[Rows of box annotation data]
— Begin —

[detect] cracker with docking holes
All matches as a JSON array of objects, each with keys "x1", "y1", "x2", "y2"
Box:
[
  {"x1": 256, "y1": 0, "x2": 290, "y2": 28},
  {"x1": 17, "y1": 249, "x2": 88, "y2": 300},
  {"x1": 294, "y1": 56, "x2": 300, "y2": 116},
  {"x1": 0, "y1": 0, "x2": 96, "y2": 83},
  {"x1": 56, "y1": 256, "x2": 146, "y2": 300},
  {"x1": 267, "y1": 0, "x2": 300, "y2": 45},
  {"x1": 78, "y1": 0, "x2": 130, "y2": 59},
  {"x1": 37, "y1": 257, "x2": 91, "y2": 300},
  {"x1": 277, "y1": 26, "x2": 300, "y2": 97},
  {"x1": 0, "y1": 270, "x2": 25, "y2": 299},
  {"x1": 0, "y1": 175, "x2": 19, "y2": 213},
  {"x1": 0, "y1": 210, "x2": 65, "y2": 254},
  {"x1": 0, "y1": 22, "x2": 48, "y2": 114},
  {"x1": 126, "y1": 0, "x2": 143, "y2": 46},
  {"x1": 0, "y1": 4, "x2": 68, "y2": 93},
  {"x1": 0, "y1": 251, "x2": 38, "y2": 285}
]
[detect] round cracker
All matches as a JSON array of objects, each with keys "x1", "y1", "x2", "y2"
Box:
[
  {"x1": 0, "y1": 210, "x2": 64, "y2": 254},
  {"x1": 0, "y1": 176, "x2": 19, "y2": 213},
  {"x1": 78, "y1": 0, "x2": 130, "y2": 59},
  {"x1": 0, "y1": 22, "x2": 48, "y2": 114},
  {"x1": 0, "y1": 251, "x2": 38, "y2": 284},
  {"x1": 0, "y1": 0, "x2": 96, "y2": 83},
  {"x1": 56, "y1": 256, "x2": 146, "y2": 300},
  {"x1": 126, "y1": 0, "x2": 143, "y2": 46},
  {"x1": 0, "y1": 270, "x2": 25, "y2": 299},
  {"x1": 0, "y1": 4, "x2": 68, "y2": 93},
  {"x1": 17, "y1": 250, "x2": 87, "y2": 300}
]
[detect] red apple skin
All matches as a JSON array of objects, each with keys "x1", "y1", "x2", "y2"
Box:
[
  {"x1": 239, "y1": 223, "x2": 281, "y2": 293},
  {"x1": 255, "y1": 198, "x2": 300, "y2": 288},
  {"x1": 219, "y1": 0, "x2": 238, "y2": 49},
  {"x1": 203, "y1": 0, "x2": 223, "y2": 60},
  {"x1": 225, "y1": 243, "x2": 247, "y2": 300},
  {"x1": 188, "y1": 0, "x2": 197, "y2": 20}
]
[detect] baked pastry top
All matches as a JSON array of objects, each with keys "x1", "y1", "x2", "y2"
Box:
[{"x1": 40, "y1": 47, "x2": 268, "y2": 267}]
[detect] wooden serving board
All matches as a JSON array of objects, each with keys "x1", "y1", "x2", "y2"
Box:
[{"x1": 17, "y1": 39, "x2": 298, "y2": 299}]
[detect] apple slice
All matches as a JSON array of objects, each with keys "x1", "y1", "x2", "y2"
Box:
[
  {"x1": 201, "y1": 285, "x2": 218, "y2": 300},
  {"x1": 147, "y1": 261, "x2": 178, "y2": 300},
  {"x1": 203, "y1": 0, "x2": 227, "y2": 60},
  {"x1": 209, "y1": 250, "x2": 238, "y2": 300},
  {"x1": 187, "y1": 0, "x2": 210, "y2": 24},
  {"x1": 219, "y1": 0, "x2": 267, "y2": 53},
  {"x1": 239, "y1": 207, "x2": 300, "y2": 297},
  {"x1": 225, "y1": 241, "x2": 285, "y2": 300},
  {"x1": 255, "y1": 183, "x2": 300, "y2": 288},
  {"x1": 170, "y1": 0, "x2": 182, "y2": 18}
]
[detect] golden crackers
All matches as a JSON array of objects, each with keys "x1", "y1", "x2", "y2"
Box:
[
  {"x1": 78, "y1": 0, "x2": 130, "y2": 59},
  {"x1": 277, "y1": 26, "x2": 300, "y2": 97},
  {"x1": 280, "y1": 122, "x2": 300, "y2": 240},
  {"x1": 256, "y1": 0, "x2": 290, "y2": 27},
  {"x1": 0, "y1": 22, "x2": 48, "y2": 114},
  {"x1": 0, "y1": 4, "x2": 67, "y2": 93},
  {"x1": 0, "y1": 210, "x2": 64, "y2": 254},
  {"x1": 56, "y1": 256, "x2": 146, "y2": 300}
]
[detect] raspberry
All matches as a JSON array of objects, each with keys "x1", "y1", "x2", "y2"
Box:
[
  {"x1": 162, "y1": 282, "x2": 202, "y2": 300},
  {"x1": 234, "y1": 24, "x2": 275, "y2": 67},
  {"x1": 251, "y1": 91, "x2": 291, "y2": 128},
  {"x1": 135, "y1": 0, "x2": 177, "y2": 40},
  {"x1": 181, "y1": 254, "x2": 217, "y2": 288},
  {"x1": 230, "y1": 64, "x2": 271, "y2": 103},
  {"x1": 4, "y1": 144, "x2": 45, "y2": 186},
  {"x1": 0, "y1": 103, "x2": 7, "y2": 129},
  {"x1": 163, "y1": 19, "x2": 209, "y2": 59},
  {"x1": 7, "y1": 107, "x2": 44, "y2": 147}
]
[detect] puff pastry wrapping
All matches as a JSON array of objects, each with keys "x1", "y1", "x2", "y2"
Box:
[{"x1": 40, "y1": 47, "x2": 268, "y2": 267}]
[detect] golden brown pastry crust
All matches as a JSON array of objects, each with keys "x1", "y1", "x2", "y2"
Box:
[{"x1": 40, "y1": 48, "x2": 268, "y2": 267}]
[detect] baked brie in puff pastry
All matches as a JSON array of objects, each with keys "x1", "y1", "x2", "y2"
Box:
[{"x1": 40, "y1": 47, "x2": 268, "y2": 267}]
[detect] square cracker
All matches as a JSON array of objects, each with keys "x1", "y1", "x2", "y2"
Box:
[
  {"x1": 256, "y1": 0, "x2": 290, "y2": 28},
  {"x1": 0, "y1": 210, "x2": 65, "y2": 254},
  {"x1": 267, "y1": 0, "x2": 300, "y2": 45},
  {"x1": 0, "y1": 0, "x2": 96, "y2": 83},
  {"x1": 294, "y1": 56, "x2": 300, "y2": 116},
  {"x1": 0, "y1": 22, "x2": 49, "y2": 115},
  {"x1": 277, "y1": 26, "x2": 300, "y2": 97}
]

— End —

Problem to work on: Rewrite all of the data above, changing each "All matches" to "Every match" and leaving everything else as it is.

Answer for the task:
[detect] cracker with docking holes
Every match as a JSON array of objects, each with keys "x1", "y1", "x2", "y2"
Box:
[
  {"x1": 256, "y1": 0, "x2": 290, "y2": 28},
  {"x1": 17, "y1": 249, "x2": 88, "y2": 300},
  {"x1": 294, "y1": 56, "x2": 300, "y2": 116},
  {"x1": 0, "y1": 0, "x2": 96, "y2": 83},
  {"x1": 56, "y1": 256, "x2": 146, "y2": 300},
  {"x1": 267, "y1": 0, "x2": 300, "y2": 45},
  {"x1": 78, "y1": 0, "x2": 130, "y2": 59},
  {"x1": 37, "y1": 257, "x2": 91, "y2": 300},
  {"x1": 277, "y1": 26, "x2": 300, "y2": 97},
  {"x1": 0, "y1": 270, "x2": 25, "y2": 299},
  {"x1": 0, "y1": 175, "x2": 19, "y2": 213},
  {"x1": 0, "y1": 210, "x2": 65, "y2": 254},
  {"x1": 0, "y1": 22, "x2": 48, "y2": 114},
  {"x1": 126, "y1": 0, "x2": 143, "y2": 46},
  {"x1": 0, "y1": 4, "x2": 68, "y2": 93},
  {"x1": 0, "y1": 251, "x2": 38, "y2": 285}
]
[detect] round cracker
Every match as a JSON array of objects, each with keys "x1", "y1", "x2", "y2"
Box:
[
  {"x1": 0, "y1": 210, "x2": 64, "y2": 254},
  {"x1": 0, "y1": 176, "x2": 19, "y2": 213},
  {"x1": 78, "y1": 0, "x2": 130, "y2": 59},
  {"x1": 0, "y1": 22, "x2": 48, "y2": 114},
  {"x1": 0, "y1": 251, "x2": 38, "y2": 284},
  {"x1": 0, "y1": 0, "x2": 96, "y2": 83},
  {"x1": 56, "y1": 256, "x2": 146, "y2": 300},
  {"x1": 126, "y1": 0, "x2": 143, "y2": 46},
  {"x1": 0, "y1": 270, "x2": 25, "y2": 299},
  {"x1": 0, "y1": 4, "x2": 68, "y2": 93},
  {"x1": 17, "y1": 250, "x2": 87, "y2": 300}
]
[detect] red apple skin
Every match as a JSON array of objects, each with keys "x1", "y1", "x2", "y2"
Box:
[
  {"x1": 239, "y1": 223, "x2": 281, "y2": 293},
  {"x1": 255, "y1": 198, "x2": 300, "y2": 288},
  {"x1": 219, "y1": 0, "x2": 238, "y2": 49},
  {"x1": 203, "y1": 0, "x2": 223, "y2": 60},
  {"x1": 225, "y1": 243, "x2": 247, "y2": 300},
  {"x1": 188, "y1": 0, "x2": 197, "y2": 20}
]
[detect] baked pastry top
Every match as a JSON array of objects, each with keys "x1", "y1", "x2", "y2"
Box:
[{"x1": 40, "y1": 47, "x2": 268, "y2": 267}]
[detect] wooden serving board
Every match as a JSON array of objects, each with keys "x1", "y1", "x2", "y2"
Box:
[{"x1": 17, "y1": 39, "x2": 298, "y2": 299}]
[detect] apple slice
Every match as a JSON array of objects, each with keys "x1", "y1", "x2", "y2"
Box:
[
  {"x1": 201, "y1": 285, "x2": 218, "y2": 300},
  {"x1": 147, "y1": 261, "x2": 178, "y2": 300},
  {"x1": 203, "y1": 0, "x2": 227, "y2": 60},
  {"x1": 209, "y1": 250, "x2": 238, "y2": 300},
  {"x1": 187, "y1": 0, "x2": 210, "y2": 24},
  {"x1": 219, "y1": 0, "x2": 267, "y2": 53},
  {"x1": 239, "y1": 207, "x2": 300, "y2": 297},
  {"x1": 225, "y1": 241, "x2": 285, "y2": 300},
  {"x1": 255, "y1": 183, "x2": 300, "y2": 288},
  {"x1": 170, "y1": 0, "x2": 182, "y2": 18}
]
[detect] golden crackers
Every match as a JSON array of objects, each with keys "x1", "y1", "x2", "y2"
Box:
[
  {"x1": 78, "y1": 0, "x2": 130, "y2": 59},
  {"x1": 277, "y1": 26, "x2": 300, "y2": 97},
  {"x1": 280, "y1": 122, "x2": 300, "y2": 240},
  {"x1": 256, "y1": 0, "x2": 290, "y2": 27},
  {"x1": 0, "y1": 22, "x2": 48, "y2": 114},
  {"x1": 0, "y1": 4, "x2": 67, "y2": 93},
  {"x1": 0, "y1": 210, "x2": 64, "y2": 254},
  {"x1": 56, "y1": 256, "x2": 146, "y2": 300}
]
[detect] raspberry
Every match as a JSON array of objects, each with keys "x1", "y1", "x2", "y2"
Box:
[
  {"x1": 162, "y1": 282, "x2": 202, "y2": 300},
  {"x1": 234, "y1": 24, "x2": 275, "y2": 67},
  {"x1": 251, "y1": 91, "x2": 291, "y2": 128},
  {"x1": 135, "y1": 0, "x2": 177, "y2": 40},
  {"x1": 181, "y1": 254, "x2": 217, "y2": 288},
  {"x1": 230, "y1": 64, "x2": 271, "y2": 103},
  {"x1": 4, "y1": 144, "x2": 45, "y2": 186},
  {"x1": 0, "y1": 103, "x2": 7, "y2": 129},
  {"x1": 163, "y1": 19, "x2": 209, "y2": 59},
  {"x1": 7, "y1": 107, "x2": 44, "y2": 147}
]
[detect] puff pastry wrapping
Every match as a JSON array of objects, each with keys "x1", "y1", "x2", "y2"
Box:
[{"x1": 40, "y1": 47, "x2": 268, "y2": 267}]
[detect] golden brown pastry crust
Every match as a JSON array of objects, each with keys "x1", "y1", "x2", "y2"
Box:
[{"x1": 40, "y1": 48, "x2": 268, "y2": 267}]
[detect] baked brie in puff pastry
Every match as a JSON array of objects, each with keys "x1", "y1", "x2", "y2"
Box:
[{"x1": 40, "y1": 47, "x2": 268, "y2": 267}]
[detect] square cracker
Every match as a JSON array of objects, each with keys "x1", "y1", "x2", "y2"
Box:
[
  {"x1": 256, "y1": 0, "x2": 290, "y2": 28},
  {"x1": 0, "y1": 210, "x2": 65, "y2": 254},
  {"x1": 267, "y1": 0, "x2": 300, "y2": 45},
  {"x1": 0, "y1": 0, "x2": 96, "y2": 83},
  {"x1": 294, "y1": 56, "x2": 300, "y2": 116},
  {"x1": 0, "y1": 22, "x2": 49, "y2": 115},
  {"x1": 277, "y1": 26, "x2": 300, "y2": 97}
]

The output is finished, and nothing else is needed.